Turn the lines of the rows below into a numbered list, starting at the line containing "the seagull's head." and ending at the line containing "488 211 685 271", both included. Leave out any blank lines.

===== The records

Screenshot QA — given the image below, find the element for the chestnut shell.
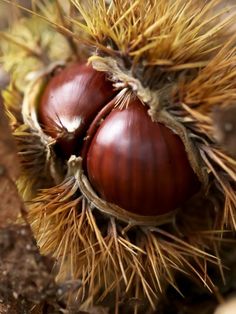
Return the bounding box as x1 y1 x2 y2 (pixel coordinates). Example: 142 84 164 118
38 63 116 158
86 98 200 216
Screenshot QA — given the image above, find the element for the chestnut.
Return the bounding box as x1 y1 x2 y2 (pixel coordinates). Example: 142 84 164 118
86 98 199 216
38 64 200 216
38 63 115 158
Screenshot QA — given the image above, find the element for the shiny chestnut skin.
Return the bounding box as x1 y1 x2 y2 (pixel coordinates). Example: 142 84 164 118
87 98 199 216
38 64 200 216
38 63 115 158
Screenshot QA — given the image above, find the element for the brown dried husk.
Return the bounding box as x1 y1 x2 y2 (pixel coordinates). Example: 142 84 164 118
0 0 236 313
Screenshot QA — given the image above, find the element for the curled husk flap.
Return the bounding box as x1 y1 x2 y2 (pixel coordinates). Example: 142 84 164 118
2 0 236 313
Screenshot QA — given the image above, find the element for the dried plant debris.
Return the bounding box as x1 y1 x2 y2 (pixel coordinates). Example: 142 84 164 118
0 0 236 314
0 95 23 226
0 225 85 314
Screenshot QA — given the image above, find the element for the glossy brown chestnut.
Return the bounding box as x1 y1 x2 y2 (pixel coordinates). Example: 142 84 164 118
38 63 115 158
87 98 199 216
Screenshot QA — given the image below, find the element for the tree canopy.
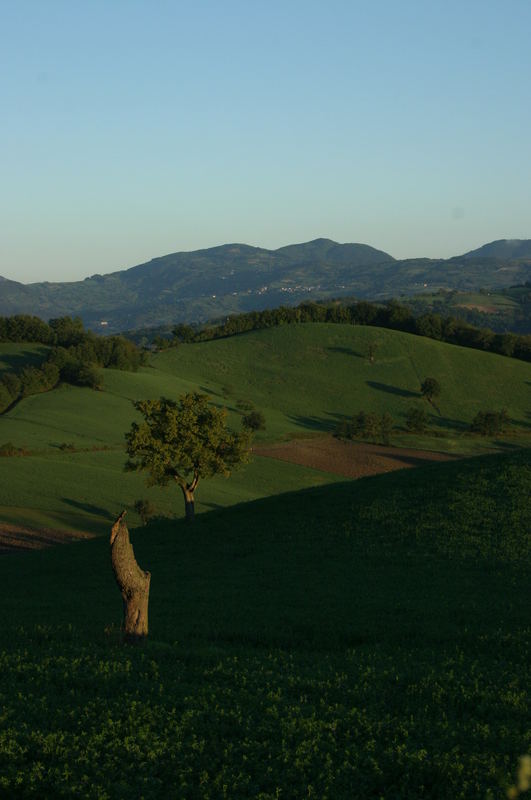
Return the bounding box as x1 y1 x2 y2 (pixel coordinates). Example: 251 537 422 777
126 392 250 519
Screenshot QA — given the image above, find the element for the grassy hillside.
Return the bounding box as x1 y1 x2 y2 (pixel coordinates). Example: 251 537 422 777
0 451 531 800
0 324 531 530
0 342 49 375
153 324 531 444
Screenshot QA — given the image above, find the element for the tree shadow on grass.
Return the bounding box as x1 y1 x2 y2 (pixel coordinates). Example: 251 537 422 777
288 412 352 432
61 497 109 519
326 347 367 358
365 381 422 398
429 414 470 433
0 347 50 375
199 386 225 397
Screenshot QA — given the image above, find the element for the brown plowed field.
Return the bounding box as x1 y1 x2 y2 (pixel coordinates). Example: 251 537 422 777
0 522 92 555
253 436 453 478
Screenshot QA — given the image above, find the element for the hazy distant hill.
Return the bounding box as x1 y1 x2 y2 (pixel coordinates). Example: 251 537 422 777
463 239 531 259
0 239 531 333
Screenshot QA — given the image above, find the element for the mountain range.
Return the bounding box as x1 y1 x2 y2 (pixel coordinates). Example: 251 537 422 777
0 239 531 333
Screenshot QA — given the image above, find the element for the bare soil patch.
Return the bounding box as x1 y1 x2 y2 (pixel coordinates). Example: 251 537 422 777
0 522 94 555
254 436 455 478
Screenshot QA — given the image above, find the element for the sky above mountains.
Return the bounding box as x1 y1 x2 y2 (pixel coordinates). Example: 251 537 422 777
0 0 531 282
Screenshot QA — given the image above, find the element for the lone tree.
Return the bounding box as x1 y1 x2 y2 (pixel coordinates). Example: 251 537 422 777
125 393 251 522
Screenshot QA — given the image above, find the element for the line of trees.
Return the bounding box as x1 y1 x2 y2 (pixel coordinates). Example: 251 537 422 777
161 300 531 361
0 314 146 414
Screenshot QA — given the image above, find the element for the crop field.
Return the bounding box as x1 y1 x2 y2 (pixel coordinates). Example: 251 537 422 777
0 451 531 800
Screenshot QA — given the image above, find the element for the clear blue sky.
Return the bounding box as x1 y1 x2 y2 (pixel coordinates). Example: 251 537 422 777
0 0 531 282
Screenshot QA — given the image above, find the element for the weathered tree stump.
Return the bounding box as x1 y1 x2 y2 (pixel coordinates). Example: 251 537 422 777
111 511 151 643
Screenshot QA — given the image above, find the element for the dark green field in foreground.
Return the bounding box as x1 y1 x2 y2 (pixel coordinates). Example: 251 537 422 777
0 451 531 800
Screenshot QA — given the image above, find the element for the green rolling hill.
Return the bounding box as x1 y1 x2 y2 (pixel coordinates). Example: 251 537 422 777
0 324 531 531
0 451 531 800
0 324 531 800
0 239 531 333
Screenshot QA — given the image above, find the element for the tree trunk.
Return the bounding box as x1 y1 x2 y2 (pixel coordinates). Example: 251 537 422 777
181 486 195 522
111 511 151 642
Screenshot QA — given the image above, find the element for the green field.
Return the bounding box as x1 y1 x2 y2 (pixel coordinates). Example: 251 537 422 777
0 324 531 531
0 451 531 800
0 325 531 800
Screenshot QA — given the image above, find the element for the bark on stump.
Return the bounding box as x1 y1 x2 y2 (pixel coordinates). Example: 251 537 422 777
111 511 151 643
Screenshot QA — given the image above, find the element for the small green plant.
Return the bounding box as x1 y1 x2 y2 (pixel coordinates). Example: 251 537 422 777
133 499 156 525
242 411 265 431
59 442 76 453
0 442 29 458
406 406 428 433
236 399 254 411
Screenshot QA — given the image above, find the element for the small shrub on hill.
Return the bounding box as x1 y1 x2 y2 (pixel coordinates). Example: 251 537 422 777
0 442 29 458
133 499 156 525
470 408 510 436
406 406 428 433
242 411 265 431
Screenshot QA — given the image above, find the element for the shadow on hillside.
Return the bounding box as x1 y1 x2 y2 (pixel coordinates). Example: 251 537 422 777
365 381 422 397
199 386 225 397
288 412 352 431
326 347 367 358
0 347 48 374
430 414 470 433
0 523 94 555
61 497 109 519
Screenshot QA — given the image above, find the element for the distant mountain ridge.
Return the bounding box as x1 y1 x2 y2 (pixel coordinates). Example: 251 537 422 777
0 238 531 333
463 239 531 259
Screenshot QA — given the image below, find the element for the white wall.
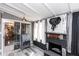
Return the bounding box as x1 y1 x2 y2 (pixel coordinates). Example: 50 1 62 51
34 20 46 44
47 14 67 34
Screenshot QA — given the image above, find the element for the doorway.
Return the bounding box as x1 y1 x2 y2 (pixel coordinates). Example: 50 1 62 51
4 22 14 46
71 12 79 55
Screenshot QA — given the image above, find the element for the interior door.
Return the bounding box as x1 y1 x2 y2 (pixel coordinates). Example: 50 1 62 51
71 12 79 55
14 22 21 50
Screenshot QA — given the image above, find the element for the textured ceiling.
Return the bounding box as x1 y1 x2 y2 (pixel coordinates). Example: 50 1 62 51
0 3 79 21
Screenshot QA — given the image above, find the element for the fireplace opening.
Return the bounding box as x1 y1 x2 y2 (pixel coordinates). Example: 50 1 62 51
49 42 62 55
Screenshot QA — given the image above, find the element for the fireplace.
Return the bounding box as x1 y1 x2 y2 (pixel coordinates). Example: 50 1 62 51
46 33 66 55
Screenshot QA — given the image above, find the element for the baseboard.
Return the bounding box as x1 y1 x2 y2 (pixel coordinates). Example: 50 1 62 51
33 41 46 50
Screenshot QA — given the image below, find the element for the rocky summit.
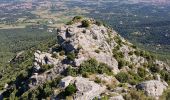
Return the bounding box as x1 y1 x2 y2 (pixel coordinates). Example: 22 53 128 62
1 16 170 100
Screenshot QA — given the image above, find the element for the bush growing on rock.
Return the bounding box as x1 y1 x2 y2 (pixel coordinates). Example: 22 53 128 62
138 67 148 78
67 52 76 61
81 20 90 27
115 72 129 83
150 65 160 73
65 84 77 96
123 90 153 100
41 64 54 72
79 59 112 75
66 67 78 77
96 21 102 26
67 16 83 25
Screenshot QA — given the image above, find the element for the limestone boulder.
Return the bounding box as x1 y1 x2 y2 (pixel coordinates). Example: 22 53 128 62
136 80 167 97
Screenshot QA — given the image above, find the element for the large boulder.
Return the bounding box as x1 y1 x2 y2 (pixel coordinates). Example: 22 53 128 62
74 77 106 100
109 93 124 100
136 80 168 97
34 50 59 71
59 76 74 88
58 23 119 74
60 76 106 100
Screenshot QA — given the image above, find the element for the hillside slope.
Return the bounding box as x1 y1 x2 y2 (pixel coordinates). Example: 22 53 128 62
2 16 170 100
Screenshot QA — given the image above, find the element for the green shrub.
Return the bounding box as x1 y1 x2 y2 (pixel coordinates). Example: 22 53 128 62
66 66 78 77
59 50 65 56
114 36 123 46
150 65 161 73
41 64 54 72
52 53 58 58
138 67 148 78
117 58 129 69
96 21 102 26
65 84 77 96
160 70 170 84
115 72 129 83
67 16 83 25
80 58 99 74
67 52 76 61
95 49 100 53
94 77 102 83
81 20 90 27
123 90 153 100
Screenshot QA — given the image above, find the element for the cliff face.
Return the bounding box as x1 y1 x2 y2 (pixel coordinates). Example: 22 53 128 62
1 17 170 100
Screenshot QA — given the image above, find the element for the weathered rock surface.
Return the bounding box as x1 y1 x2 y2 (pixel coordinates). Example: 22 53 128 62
34 50 58 65
60 76 106 100
136 80 167 97
109 93 124 100
74 77 106 100
59 76 74 88
58 23 119 73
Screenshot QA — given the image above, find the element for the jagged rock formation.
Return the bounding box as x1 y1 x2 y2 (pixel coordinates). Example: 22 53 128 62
58 23 119 73
136 80 168 97
60 76 106 100
1 19 170 100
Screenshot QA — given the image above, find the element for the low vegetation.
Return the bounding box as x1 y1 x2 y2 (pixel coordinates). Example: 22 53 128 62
66 58 113 76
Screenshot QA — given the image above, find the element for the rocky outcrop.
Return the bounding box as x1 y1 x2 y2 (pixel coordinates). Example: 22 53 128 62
136 80 168 97
60 76 106 100
59 76 74 88
74 77 106 100
34 50 58 69
58 23 119 73
109 93 124 100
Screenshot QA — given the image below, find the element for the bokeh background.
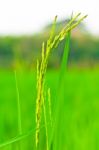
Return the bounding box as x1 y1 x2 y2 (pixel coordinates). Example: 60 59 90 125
0 0 99 150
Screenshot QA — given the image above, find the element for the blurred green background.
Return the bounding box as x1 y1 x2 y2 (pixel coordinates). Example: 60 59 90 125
0 20 99 150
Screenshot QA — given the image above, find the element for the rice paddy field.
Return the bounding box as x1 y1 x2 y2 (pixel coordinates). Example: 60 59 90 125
0 69 99 150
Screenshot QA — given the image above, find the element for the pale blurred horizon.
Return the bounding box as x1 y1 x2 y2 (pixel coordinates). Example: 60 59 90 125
0 0 99 36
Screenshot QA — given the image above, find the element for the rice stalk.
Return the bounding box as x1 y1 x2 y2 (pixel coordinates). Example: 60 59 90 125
36 13 87 149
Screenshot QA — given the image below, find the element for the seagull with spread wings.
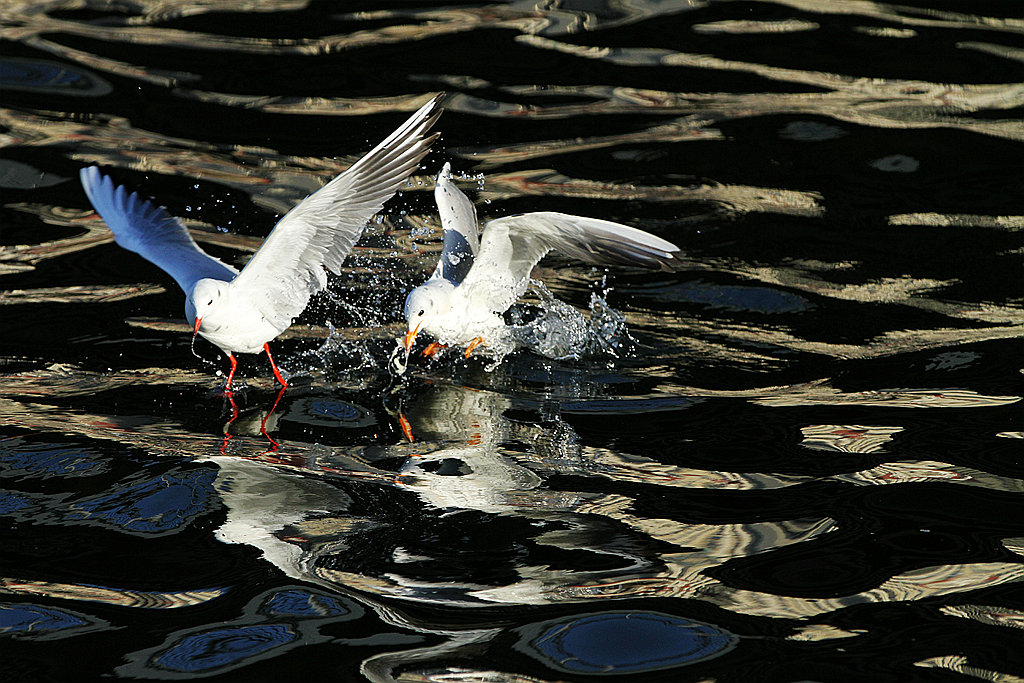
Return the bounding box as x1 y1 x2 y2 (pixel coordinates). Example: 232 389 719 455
392 164 683 372
81 95 442 393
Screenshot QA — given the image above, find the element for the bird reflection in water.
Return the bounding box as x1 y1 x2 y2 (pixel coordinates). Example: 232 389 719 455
220 386 288 456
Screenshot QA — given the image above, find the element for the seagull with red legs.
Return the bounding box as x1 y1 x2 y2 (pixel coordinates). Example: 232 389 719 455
80 95 443 394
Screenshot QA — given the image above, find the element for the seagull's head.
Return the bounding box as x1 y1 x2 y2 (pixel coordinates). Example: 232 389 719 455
406 280 455 358
190 278 227 337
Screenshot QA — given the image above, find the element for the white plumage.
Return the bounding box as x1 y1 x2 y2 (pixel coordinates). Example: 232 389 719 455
399 164 682 368
81 95 441 391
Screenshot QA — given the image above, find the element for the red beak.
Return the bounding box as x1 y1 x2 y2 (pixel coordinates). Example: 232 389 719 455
406 323 415 358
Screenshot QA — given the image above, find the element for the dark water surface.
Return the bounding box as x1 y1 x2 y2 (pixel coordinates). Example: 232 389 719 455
0 0 1024 683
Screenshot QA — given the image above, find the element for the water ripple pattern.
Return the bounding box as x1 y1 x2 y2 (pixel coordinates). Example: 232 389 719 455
0 0 1024 683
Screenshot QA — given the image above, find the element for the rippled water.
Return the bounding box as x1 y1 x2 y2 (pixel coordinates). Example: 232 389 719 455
0 0 1024 683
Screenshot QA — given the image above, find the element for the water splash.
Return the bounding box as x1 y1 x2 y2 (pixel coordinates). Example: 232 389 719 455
499 281 632 360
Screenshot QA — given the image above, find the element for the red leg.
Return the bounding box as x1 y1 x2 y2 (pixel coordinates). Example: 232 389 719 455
259 386 288 455
220 389 239 455
263 342 288 387
224 353 239 395
466 337 486 358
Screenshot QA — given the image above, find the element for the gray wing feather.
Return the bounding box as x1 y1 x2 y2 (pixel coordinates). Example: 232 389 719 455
79 166 239 295
462 211 683 312
231 95 442 329
433 164 480 285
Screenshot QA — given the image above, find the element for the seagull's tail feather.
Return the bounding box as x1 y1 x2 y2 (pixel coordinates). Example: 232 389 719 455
79 166 238 294
488 211 685 271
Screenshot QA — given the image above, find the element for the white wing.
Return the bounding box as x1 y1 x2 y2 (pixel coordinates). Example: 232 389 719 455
79 166 239 295
231 95 443 329
433 164 480 285
461 211 682 312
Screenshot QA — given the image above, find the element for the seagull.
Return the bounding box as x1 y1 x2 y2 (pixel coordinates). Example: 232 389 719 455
392 164 683 374
80 95 443 394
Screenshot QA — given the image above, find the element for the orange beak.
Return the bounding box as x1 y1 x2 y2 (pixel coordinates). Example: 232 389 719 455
398 413 413 443
406 323 415 358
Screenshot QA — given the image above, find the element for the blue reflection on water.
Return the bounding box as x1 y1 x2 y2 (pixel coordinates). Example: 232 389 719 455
0 490 32 515
0 438 106 477
153 624 299 673
260 590 351 617
0 602 89 635
72 468 217 533
0 57 113 97
0 602 110 640
515 611 737 674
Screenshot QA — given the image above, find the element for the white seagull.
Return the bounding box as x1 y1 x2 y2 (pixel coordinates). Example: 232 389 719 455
394 164 683 371
80 95 443 394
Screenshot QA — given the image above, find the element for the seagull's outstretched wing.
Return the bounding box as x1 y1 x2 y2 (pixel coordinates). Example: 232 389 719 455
462 211 682 312
231 95 443 329
433 164 480 285
79 166 239 295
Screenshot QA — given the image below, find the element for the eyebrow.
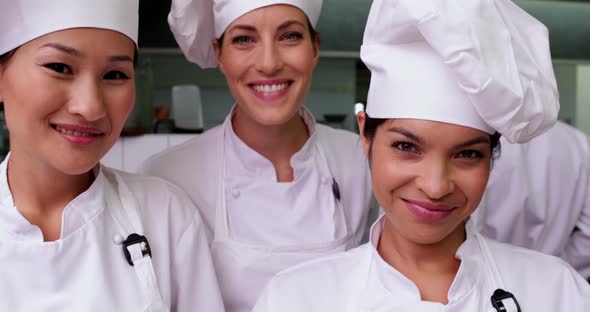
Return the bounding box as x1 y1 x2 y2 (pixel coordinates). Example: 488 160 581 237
455 136 491 148
277 20 305 30
41 43 86 58
41 43 133 63
387 127 424 143
229 24 256 31
387 127 490 149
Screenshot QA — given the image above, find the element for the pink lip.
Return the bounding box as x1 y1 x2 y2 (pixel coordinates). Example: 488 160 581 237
248 79 293 102
402 199 456 222
52 124 104 145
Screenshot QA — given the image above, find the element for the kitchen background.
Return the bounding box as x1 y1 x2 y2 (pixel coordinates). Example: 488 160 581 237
0 0 590 171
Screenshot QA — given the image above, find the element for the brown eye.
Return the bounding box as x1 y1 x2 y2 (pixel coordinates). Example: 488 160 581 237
231 36 252 45
281 31 303 41
457 150 483 159
392 142 418 153
43 63 72 75
104 70 129 80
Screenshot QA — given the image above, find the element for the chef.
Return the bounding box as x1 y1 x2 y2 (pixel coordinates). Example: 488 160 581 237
253 0 590 312
143 0 377 311
0 0 224 312
476 121 590 279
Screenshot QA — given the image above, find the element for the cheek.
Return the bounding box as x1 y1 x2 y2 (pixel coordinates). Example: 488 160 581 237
370 144 408 200
457 164 490 203
219 47 246 82
285 46 316 76
107 86 135 129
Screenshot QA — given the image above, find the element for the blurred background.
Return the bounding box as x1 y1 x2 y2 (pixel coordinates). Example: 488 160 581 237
0 0 590 171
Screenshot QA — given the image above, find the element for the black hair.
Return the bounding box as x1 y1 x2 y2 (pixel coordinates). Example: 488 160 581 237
0 48 18 110
363 113 502 160
216 19 318 51
0 48 18 66
0 48 139 108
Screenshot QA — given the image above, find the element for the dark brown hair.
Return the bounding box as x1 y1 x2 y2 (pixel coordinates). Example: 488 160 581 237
363 113 502 159
217 19 318 51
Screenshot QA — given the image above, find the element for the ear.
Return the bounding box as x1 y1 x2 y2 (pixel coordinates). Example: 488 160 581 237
212 39 225 75
356 112 371 158
311 33 321 67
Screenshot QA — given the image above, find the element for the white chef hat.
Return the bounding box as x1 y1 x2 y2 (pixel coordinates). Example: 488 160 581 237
361 0 559 143
168 0 322 68
0 0 139 55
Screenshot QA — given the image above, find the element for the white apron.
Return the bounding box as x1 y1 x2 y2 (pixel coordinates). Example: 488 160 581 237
104 170 170 312
211 123 355 312
0 167 169 312
359 233 521 312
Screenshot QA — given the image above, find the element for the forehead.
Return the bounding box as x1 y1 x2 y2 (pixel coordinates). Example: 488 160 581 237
18 28 135 54
228 4 308 29
380 118 490 144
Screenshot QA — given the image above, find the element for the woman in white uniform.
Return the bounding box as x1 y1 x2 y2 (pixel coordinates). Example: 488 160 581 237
0 0 224 312
476 121 590 279
253 0 590 312
143 0 377 311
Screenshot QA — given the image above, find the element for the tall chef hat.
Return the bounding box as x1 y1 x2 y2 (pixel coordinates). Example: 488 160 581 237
0 0 139 55
361 0 559 143
168 0 322 68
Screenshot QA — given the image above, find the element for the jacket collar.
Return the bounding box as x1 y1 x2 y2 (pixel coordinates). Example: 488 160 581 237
363 215 486 307
0 154 105 243
223 105 318 179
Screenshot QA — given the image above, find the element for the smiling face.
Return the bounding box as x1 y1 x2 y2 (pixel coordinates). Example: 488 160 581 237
214 5 319 126
358 113 492 244
0 28 135 174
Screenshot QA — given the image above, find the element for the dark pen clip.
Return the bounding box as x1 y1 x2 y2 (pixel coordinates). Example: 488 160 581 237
332 178 340 201
491 288 521 312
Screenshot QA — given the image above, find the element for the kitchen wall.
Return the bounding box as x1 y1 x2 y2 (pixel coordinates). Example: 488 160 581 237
133 48 590 134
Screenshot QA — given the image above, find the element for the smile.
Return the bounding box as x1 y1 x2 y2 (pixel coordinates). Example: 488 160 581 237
252 83 289 93
248 79 293 102
402 199 457 222
51 125 104 145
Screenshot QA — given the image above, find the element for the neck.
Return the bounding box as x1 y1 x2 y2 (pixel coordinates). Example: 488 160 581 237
7 149 94 241
377 219 466 303
232 107 309 182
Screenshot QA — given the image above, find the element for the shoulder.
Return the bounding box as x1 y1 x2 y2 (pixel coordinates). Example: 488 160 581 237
141 126 222 176
101 166 201 228
316 124 361 147
489 241 590 311
317 124 368 173
268 244 370 300
486 238 581 285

==========

Expected answer =
1. Screenshot QA — given the image above, find the element for the seagull's head.
2. Return the bounding box as x1 y1 x2 y2 (pixel coordinates). Example: 232 389 719 455
3. 406 280 455 358
4. 190 278 227 337
5. Screenshot QA — given the image above, find the element for the white plumage.
6. Return the bounding box as x1 y1 x2 y2 (pixel coordinates). Example: 232 389 719 455
7. 399 164 682 368
8. 81 95 441 391
9. Screenshot QA — given the image above, find the element for the red beak.
10. Return the bounding box as x1 y1 x2 y2 (pixel coordinates). Example: 232 389 719 455
11. 406 323 415 358
12. Screenshot QA — given the image above, find the element for the dark water surface.
13. Return the bounding box as x1 y1 x2 y2 (pixel coordinates). Example: 232 389 719 455
14. 0 0 1024 683
15. Screenshot QA — given the image above, find the element for the water ripple pattern.
16. Return the bounding box as x1 y1 x2 y2 (pixel coordinates). Example: 232 389 719 455
17. 0 0 1024 683
18. Screenshot QA — given the image above, find the element for the rippled water.
19. Return the bounding box as x1 y1 x2 y2 (pixel coordinates). Example: 232 389 719 455
20. 0 0 1024 683
21. Screenshot QA — given the image above, find the element for the water splash.
22. Return the bounding box as x1 y1 x2 y2 (pixel coordinates). Example: 232 389 719 455
23. 499 281 632 360
24. Screenshot QA — given the image above, find the element for the red leg.
25. Return the bounding box as x1 y1 x2 y2 (pixel coordinates). Example: 232 389 719 455
26. 259 386 288 455
27. 220 389 239 455
28. 263 342 288 387
29. 224 353 239 395
30. 466 337 486 358
31. Screenshot QA — given the image above, find the element for the gray wing feather.
32. Return the bounding box as x1 y1 x2 y2 (pixel coordinates). Example: 232 389 719 455
33. 79 166 239 295
34. 462 211 683 312
35. 231 95 442 329
36. 433 164 480 285
37. Screenshot QA — given the image above, find the element for the seagull's tail feather.
38. Return the bounding box as x1 y1 x2 y2 (pixel coordinates). Example: 232 389 719 455
39. 79 166 238 294
40. 488 211 685 271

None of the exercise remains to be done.